● **Tarea A**
Reproduce sin cambios la parte de los registros que empieza en la línea que contiene "[outline] <item>laptop trackpad</item>, every" y termina en la línea que contiene "[[52,119],[53,95],[28,95],[28,119],[31,121]]", con ambas líneas incluidas.

El parentesco es el otro factor que establece la conexión entre género y cuidado. Yaganisako y Collier (1987) mostraron de forma clarividente la centralidad del parentesco para el análisis del género. El principal argumento es que el parentesco es la relación social por la que se regula la reproducción humana, distribuyendo a las personas en una red genealógica en base a la cual se otorgan atributos, derechos y roles. A partir de estos mismos principios se regulan las divisiones del trabajo en la familia, así como en las formas de dar y recibir asistencia. Puesto que el parentesco es un sistema de significados culturales (Schneider, 1968), proporciona el paradigma por el que determinadas relaciones genealógicas se vinculan con la obligación moral y el afecto, que tan importantes son en las prácticas relacionadas con el apoyo y el cuidado1

Esta relación entre género, sexualidad y parentesco contribuye a que la división del trabajo entre hombres y mujeres se perciba como algo basado en diferencias naturales e inevitables que difícilmente pueden ser contestadas. Por ello se encuentran fuertemente arraigadas y son difíciles de remover (Del Valle, 2010: 300). Desde la antropología se muestra que se trata de construcciones sociales y se insiste en la necesidad de analizar cómo estas relaciones se concretan en diferentes contextos culturales y no tomar esta idea de naturalización como algo dado. Las parentalidades múltiples como fruto de las adopciones y de las técnicas de reproducción asistida, así como las familias gays y lesbianas son una evidencia, por ejemplo, del carácter cultural del género y del parentesco (Fons, Piella y Valdés, 2010).

La antropología feminista ha contribuido también a politizar 'lo personal', desvelando que las desigualdades se producen en la familia y en las tradiciones culturales, en la sociedad civil y en la vida cotidiana. Focalizando no solo en el género sino también en la clase, la raza, la sexualidad y la nacionalidad, que también contribuyen a construir la alternativa 'intersectorial' ampliamente aceptada hoy (Stolcke, 2010) y desvelan el entramado por el que se construyen las desigualdades, que no derivan únicamente de las desigualdades económicas, sino también de las jerarquías de estatus y las asimetrías de poder. Esta perspectiva va más allá de la dimensión académica, pues aporta elementos para vincular las luchas contra las injusticias de género con las luchas contra el racismo, la dominación de clase, la homofobia o el neoliberalismo.

● **Contenido del conjunto**
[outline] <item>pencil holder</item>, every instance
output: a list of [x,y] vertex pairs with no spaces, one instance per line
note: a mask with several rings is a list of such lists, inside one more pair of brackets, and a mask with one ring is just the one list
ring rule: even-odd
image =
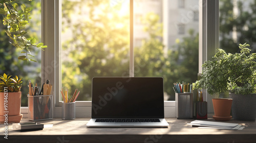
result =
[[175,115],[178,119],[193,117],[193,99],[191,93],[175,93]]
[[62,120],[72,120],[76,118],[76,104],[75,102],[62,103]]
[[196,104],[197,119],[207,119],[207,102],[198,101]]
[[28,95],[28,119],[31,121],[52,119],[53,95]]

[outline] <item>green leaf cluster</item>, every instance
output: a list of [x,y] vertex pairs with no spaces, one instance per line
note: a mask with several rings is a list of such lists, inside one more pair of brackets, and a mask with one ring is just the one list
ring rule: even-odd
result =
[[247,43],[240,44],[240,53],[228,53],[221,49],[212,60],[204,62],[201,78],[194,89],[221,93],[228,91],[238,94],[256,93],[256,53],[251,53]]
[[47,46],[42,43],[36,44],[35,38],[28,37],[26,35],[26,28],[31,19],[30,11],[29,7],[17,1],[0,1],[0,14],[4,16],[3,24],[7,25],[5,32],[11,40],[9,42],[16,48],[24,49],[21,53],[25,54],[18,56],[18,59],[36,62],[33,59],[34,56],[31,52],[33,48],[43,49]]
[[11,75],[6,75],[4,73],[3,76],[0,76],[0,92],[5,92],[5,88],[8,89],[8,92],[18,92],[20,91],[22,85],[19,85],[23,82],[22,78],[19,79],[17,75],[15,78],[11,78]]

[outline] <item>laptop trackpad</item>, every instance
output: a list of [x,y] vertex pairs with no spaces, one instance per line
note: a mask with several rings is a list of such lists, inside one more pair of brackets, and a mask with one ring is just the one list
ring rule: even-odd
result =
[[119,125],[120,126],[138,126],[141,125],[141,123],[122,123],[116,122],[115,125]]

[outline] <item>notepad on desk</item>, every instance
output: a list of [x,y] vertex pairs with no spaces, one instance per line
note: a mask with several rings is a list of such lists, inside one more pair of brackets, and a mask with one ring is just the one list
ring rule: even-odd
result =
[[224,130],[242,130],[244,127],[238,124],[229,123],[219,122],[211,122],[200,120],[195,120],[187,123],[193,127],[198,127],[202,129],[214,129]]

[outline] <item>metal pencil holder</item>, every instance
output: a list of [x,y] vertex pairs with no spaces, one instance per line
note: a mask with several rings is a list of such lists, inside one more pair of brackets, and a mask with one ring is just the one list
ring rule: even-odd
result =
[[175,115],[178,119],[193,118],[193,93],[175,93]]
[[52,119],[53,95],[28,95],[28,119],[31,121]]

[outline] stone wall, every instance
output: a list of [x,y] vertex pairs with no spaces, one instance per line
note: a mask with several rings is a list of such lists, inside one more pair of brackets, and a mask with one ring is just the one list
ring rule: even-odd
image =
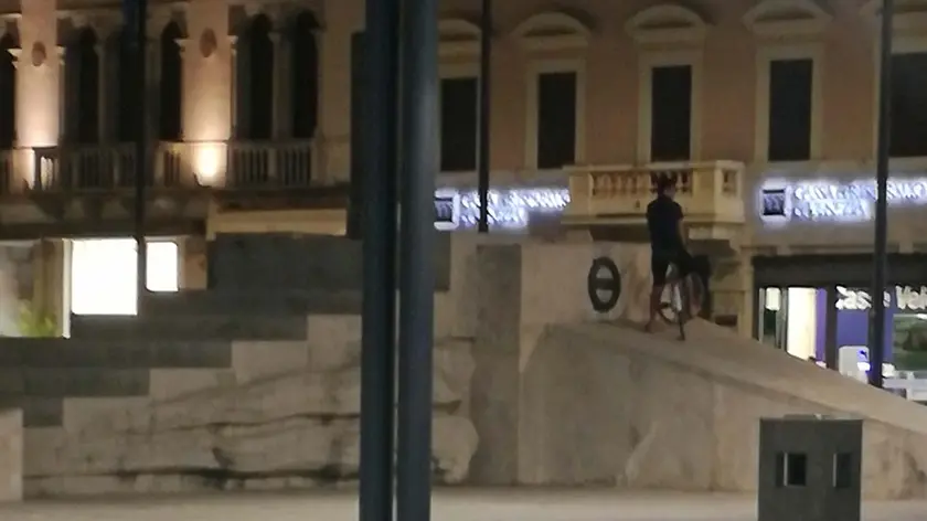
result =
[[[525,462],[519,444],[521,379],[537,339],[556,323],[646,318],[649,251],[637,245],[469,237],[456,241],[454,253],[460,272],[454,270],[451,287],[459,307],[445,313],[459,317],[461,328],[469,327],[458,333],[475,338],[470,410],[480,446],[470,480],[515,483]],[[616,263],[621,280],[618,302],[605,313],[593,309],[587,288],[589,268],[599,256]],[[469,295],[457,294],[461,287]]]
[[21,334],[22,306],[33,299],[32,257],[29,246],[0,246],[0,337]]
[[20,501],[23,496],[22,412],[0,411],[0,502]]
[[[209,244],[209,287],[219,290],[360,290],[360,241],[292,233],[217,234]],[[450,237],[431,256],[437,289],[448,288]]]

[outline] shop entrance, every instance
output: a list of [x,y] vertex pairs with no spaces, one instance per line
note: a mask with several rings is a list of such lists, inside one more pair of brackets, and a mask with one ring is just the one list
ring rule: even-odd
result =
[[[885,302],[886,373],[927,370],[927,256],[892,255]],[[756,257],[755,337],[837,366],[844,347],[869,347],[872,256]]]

* * *

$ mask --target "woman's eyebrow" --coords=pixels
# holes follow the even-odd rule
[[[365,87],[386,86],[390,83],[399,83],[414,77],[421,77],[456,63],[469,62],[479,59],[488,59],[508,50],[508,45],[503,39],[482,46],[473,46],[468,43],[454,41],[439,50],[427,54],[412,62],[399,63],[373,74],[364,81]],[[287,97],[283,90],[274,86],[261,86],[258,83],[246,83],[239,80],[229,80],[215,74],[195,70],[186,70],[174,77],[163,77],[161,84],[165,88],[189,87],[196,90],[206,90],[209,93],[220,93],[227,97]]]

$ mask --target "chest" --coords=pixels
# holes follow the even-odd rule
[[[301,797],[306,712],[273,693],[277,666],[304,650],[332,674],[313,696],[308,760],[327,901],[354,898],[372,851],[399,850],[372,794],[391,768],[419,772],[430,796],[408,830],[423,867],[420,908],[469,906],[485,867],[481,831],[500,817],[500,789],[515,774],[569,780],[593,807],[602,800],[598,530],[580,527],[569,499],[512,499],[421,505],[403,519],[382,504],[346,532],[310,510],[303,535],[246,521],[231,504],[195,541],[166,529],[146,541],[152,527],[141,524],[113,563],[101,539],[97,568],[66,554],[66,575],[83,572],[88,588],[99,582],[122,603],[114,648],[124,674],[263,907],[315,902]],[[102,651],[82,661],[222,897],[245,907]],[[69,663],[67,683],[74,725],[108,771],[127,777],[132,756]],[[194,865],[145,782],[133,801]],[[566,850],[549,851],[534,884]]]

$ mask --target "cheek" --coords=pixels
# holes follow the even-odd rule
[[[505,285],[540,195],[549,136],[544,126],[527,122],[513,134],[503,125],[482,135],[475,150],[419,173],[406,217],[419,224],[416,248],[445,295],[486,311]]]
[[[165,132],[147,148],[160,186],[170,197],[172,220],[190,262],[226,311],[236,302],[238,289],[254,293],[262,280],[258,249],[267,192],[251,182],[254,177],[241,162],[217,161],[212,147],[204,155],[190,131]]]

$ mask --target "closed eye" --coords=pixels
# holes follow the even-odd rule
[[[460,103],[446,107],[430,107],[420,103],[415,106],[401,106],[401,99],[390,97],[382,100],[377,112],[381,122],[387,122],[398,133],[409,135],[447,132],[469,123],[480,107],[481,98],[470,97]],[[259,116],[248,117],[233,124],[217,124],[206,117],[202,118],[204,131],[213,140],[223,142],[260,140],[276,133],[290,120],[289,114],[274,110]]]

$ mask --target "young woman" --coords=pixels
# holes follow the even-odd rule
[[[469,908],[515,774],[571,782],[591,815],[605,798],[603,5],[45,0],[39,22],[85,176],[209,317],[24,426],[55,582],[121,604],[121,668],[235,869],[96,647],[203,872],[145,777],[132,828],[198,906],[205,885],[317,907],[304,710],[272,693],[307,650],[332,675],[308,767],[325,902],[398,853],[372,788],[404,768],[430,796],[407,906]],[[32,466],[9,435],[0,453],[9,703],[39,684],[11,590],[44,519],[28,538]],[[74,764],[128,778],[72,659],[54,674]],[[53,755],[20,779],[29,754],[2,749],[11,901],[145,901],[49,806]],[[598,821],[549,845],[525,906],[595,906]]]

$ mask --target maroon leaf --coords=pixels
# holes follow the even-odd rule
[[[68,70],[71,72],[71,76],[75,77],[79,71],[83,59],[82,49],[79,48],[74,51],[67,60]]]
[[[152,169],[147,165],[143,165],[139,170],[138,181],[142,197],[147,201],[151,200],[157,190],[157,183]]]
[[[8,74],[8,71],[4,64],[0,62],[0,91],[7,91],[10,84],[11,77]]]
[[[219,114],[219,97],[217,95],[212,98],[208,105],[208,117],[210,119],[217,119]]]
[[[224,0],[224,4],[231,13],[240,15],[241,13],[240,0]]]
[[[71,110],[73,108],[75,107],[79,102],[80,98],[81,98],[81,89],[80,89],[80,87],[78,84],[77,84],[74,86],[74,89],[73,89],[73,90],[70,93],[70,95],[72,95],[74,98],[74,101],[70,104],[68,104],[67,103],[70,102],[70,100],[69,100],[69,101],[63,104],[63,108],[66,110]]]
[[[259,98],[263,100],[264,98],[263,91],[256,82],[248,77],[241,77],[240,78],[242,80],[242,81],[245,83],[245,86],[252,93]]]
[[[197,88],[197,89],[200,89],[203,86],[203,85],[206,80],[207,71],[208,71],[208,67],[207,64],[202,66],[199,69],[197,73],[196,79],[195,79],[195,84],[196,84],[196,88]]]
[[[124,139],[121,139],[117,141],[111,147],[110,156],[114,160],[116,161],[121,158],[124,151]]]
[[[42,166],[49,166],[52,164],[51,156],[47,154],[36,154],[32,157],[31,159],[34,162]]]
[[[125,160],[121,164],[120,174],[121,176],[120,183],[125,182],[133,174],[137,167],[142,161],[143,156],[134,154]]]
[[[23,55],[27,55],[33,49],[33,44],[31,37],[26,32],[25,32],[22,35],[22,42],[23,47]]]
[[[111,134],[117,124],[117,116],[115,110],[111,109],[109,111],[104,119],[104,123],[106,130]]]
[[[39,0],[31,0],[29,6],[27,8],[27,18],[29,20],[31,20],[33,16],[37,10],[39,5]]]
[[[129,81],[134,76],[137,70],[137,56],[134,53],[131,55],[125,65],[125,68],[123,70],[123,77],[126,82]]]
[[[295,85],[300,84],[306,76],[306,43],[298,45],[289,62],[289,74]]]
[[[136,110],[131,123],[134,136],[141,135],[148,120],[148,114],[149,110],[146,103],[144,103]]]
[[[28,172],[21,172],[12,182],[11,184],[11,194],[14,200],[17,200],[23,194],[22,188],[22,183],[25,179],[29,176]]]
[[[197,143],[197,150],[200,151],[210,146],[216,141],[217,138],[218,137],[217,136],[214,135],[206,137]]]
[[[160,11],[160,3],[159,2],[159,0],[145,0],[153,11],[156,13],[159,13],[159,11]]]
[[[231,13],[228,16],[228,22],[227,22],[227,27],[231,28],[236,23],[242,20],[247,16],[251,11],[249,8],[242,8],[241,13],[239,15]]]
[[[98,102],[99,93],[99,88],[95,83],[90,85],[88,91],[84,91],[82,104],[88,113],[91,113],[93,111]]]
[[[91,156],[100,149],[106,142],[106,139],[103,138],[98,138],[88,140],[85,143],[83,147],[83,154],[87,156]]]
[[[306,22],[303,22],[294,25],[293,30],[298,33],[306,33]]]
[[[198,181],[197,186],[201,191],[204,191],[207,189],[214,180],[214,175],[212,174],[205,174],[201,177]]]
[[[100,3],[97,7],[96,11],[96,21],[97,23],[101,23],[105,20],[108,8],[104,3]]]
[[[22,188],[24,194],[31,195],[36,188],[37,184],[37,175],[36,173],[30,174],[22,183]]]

● **Tarea B**
Enumera todas las categorías en las que, según el fragmento, se focaliza la antropología feminista al estudiar las desigualdades.

● **Respuesta completa A**
[outline] <item>laptop trackpad</item>, every instance
output: a list of [x,y] vertex pairs with no spaces, one instance per line
note: a mask with several rings is a list of such lists, inside one more pair of brackets, and a mask with one ring is just the one list
ring rule: even-odd
result =
[[119,125],[120,126],[138,126],[141,125],[141,123],[122,123],[116,122],[115,125]]

[outline] <item>notepad on desk</item>, every instance
output: a list of [x,y] vertex pairs with no spaces, one instance per line
note: a mask with several rings is a list of such lists, inside one more pair of brackets, and a mask with one ring is just the one list
ring rule: even-odd
result =
[[224,130],[242,130],[244,127],[238,124],[229,123],[219,122],[211,122],[200,120],[195,120],[187,123],[193,127],[198,127],[202,129],[214,129]]

[outline] <item>metal pencil holder</item>, every instance
output: a list of [x,y] vertex pairs with no spaces, one instance per line
note: a mask with several rings is a list of such lists, inside one more pair of brackets, and a mask with one ring is just the one list
ring rule: even-odd
result =
[[175,115],[178,119],[193,118],[193,93],[175,93]]
[[52,119],[53,95],[28,95],[28,119],[31,121]]

● **Respuesta completa B**
Género, clase, raza, sexualidad y nacionalidad.